━━━ TEXTO DE LECTURA

Fue siempre una mujer trabajadora, circunstancia que se manifestó especialmente en los duros años de la posguerra, cuando tuvo que sacar adelante a una familia con esposo y cuatro hijos, cuando no había las comodidades de ahora. Y, además, ayudando todos los días en el puesto del mercado que llevaba con su marido. Duras jornadas de muchas horas, quitando tiempo al sueño y al descanso. Siempre, sin un mal gesto, sin una queja.

Educó a sus hijos en valores como los de la honradez, el respeto a los demás, el no sentirse nunca por encima de nadie. En definitiva, los enseñó para ser buenas personas.

Tenía una sonrisa franca, y tantas ganas de conversar con la familia, con sus amigas, con sus vecinos o con cualquier persona que pasaba por la calle que hacía que incluso perdiera la noción del tiempo.

Hacía amigos allá por donde iba, ya que su dulzura siempre atraía a los demás. Acabo de comprobarlo en la clínica de fisioterapia donde fue atendida en tiempos recientes tras sufrir un ictus: cómo he visto llorar a José María y a Loli cuando les he trasladado la triste noticia…

Una dolencia hizo que hace unas dos semanas tuviéramos que ingresarla en un hospital, en el que encontró la muerte al no poder superar sus enfermedades. Pero hasta el último momento estuvo consciente, y respondía a nuestras preguntas con gestos y movimientos de cabeza, porque, como ella había dicho hasta poco antes, ya no tenía fuerzas ni para hablar.

Cuando se acercaba alguien a la cama en la que estaba postrada, en el hospital Reina Sofía, siempre cogía su mano, como si quisiera recuperar la vida que se le iba a borbotones.

Hasta el último momento reconoció a sus hijos: su hija, su Nena, que ha sido su gran lazarillo; su hijo Miguel, que no aceptaba nunca que nos dejara porque ya no podía comer y no se podía hacer nada para remediarlo; sus nietos, sus bisnietos... Pese a las duras medidas impuestas por la pandemia, sus nietos María José, Raquel y Diego pudieron acercarse a ella y darle un beso todavía en vida. 

Su nieto Miguelín no para de preguntarse cómo podrá pasar ahora por la casa de la abuela, como hace todos los días al volver del instituto, y no encontrarla. Y su hermano Diego, apenas trece años, consuela al padre con gestos de cariño… Toda la familia llora su muerte.

Han sido eternas madrugadas de hospital, con sustos intermitentes, con la incertidumbre de no saber cuándo nos dejaría, situación paliada en lo humano por el excelente trato recibido en aquel centro. Y por las muestras de cariño recibidas en el tanatorio ofrecidas por las numerosas personas que acudieron a darle su último adiós.

━━━━━━
━━━ EXTRACTO DE DATOS

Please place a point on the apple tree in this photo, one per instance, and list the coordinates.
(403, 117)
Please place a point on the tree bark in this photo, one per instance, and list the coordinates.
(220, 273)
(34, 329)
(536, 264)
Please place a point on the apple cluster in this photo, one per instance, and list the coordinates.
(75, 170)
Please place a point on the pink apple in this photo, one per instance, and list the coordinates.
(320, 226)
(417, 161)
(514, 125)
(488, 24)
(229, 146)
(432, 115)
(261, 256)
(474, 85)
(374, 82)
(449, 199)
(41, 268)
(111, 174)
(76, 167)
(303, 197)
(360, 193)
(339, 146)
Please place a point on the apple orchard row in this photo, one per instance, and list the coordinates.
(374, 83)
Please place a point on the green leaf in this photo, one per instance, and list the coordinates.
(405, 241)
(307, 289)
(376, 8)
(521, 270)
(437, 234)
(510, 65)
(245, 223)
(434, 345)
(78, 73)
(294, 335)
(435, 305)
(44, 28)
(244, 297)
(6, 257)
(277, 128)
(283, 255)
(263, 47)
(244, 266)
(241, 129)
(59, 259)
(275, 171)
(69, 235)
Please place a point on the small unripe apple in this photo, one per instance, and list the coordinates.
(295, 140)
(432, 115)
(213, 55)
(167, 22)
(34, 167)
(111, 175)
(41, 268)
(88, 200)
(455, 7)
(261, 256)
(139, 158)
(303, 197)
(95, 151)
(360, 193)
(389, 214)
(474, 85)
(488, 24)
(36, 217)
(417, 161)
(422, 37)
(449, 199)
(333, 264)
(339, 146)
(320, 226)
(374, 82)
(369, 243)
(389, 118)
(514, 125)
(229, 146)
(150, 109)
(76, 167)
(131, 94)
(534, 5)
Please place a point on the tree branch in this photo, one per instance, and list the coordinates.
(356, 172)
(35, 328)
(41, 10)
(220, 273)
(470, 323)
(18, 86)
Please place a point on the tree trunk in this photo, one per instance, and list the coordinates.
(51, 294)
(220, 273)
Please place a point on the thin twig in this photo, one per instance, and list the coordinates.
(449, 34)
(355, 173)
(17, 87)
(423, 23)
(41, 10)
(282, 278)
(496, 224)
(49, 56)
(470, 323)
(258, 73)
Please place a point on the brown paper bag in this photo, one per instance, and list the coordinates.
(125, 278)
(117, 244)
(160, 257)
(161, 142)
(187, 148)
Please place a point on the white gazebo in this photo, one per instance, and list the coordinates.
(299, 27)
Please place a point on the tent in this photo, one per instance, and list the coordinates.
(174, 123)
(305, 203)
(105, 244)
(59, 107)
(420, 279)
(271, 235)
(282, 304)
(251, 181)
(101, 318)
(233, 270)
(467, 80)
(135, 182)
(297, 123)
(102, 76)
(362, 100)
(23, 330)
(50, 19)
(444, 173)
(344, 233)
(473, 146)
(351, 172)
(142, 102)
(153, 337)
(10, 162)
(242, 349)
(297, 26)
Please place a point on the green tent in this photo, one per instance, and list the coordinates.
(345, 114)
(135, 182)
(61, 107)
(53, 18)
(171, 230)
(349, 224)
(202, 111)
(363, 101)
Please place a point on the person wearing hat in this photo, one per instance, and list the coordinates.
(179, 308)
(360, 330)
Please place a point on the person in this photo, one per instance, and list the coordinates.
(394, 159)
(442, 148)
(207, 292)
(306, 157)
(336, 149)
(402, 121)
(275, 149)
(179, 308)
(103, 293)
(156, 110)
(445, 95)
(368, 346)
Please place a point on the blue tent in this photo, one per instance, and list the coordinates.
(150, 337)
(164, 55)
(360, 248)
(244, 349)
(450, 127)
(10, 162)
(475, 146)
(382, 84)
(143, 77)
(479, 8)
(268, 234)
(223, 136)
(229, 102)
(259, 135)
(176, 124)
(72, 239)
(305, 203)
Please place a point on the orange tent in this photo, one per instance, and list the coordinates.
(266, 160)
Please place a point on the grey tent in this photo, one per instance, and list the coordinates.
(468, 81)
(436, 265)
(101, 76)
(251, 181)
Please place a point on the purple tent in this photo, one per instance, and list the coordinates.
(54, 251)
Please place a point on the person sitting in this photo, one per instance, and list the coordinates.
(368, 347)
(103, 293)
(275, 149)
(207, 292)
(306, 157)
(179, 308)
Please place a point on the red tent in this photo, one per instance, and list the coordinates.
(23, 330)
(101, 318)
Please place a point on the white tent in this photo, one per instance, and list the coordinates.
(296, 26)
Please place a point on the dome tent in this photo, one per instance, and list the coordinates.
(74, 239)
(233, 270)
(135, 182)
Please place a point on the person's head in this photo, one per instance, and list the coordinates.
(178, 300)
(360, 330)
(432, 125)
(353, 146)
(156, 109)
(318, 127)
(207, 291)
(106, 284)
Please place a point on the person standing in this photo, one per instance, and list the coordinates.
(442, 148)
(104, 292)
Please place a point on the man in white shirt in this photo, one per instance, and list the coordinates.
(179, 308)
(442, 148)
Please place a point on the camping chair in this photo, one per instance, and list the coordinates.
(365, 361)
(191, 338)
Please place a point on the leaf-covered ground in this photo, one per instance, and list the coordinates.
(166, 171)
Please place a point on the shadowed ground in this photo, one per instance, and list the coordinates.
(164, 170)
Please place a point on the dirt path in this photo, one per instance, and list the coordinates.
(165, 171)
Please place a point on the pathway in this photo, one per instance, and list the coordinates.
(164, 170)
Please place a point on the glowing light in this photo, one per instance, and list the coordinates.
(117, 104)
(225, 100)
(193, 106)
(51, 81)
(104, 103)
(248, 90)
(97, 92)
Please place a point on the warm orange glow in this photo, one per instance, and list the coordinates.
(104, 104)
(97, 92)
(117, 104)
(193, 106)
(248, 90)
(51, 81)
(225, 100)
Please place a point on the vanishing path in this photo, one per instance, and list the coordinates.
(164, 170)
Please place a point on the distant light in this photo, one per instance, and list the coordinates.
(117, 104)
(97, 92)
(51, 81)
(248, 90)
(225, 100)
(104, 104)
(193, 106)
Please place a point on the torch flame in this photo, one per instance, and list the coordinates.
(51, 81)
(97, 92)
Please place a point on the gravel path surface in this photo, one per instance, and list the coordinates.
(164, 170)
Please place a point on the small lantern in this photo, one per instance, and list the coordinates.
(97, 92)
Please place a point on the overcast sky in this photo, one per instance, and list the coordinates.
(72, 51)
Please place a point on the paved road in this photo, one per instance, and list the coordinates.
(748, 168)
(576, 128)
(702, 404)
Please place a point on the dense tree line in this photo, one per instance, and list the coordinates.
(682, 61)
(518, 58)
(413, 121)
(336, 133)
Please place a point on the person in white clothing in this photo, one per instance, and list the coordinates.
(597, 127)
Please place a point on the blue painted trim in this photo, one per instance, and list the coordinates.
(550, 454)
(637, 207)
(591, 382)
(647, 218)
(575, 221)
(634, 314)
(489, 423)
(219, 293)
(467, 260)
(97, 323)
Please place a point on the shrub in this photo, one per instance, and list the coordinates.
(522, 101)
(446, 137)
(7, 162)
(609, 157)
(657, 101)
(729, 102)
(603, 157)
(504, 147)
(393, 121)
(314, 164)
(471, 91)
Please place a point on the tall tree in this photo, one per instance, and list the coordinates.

━━━━━━

**TAREAS**
**A.** Transcribe el fragmento de la semblanza de la mujer fallecida que va de "Fue siempre una" a "noción del tiempo.", ambos incluidos.
**B.** Según la semblanza de la mujer fallecida, ¿en qué hospital estuvo ingresada?
**C.** Prosigue la semblanza de la mujer fallecida a partir de su última oración.

**RESPUESTAS**
**A.**
Fue siempre una mujer trabajadora, circunstancia que se manifestó especialmente en los duros años de la posguerra, cuando tuvo que sacar adelante a una familia con esposo y cuatro hijos, cuando no había las comodidades de ahora. Y, además, ayudando todos los días en el puesto del mercado que llevaba con su marido. Duras jornadas de muchas horas, quitando tiempo al sueño y al descanso. Siempre, sin un mal gesto, sin una queja.

Educó a sus hijos en valores como los de la honradez, el respeto a los demás, el no sentirse nunca por encima de nadie. En definitiva, los enseñó para ser buenas personas.

Tenía una sonrisa franca, y tantas ganas de conversar con la familia, con sus amigas, con sus vecinos o con cualquier persona que pasaba por la calle que hacía que incluso perdiera la noción del tiempo.

**B.** En el hospital Reina Sofía.

**C.**
Le gustaban mucho las flores, y recibió tantas durante su estancia en el tanatorio que su figura, tan diminuta, casi se perdía entre tantas coronas y ramos, entregados por quienes así querían demostrar su afecto y cercanía, y que la familia nunca podrá olvidar.

Luego, ya en el cementerio, donde yace enterrada junto a los restos de su esposo e hijo y de la madre de aquel, nadie quería marcharse del lugar, como si no se quisiera dejarla sola, agotando hasta el último segundo su presencia junto a ella.

Murió con 98 años cumplidos. Quizá muchos, cuando conocieron ese dato, pensaron que la vida había sido generosa con ella, que no podía quejarse. Es cierto. Pero, ¿acaso podemos aceptar que se muera alguien que pasó por la vida haciendo solo el bien y siendo siempre generosa en su trato y en el amor por su familia?

Se nos ha ido una mujer buena, en el estricto sentido de la palabra, y nos deja sumidos en una profunda orfandad. Apenas si he podido escribir de seguido estas líneas que generosamente me publica La Opinión. La experiencia de más de cincuenta años ejerciendo el periodismo, con muchos obituarios en mi haber, me ha servido de bien poco para enfrentarme al sentimiento de tristeza. 

Se dice con alguna frecuencia que qué solos se quedan los muertos. Es verdad. Pero igualmente lo es que así se quedan también aquellos a los que se roba una parte importante de su vida.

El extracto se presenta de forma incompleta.